/---

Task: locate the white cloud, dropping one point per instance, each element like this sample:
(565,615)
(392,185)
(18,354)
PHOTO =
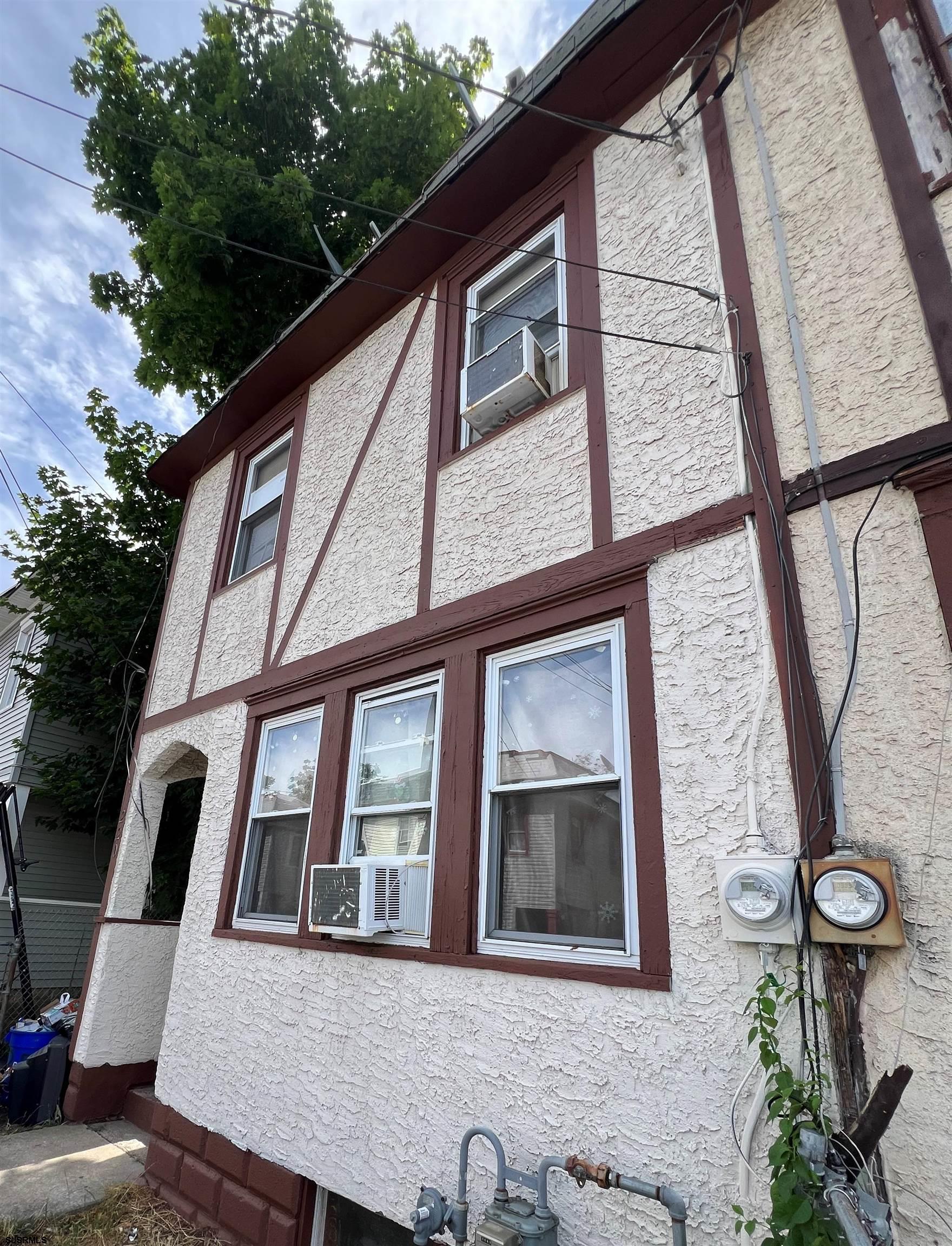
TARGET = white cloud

\---

- _THE EXERCISE_
Format every line of the rows above as a Markdown table with the columns Number and Content, numbering each line and skipping blank ones. Leave the pictures out.

- _TASK ANSWER_
| Number | Content |
|---|---|
| 1 | Task: locate the white cloud, dropping one point per instance, each element like this sample: |
| 2 | (565,615) |
| 3 | (392,185) |
| 4 | (18,354) |
| 5 | PHOTO = |
| 6 | TARGET = white cloud |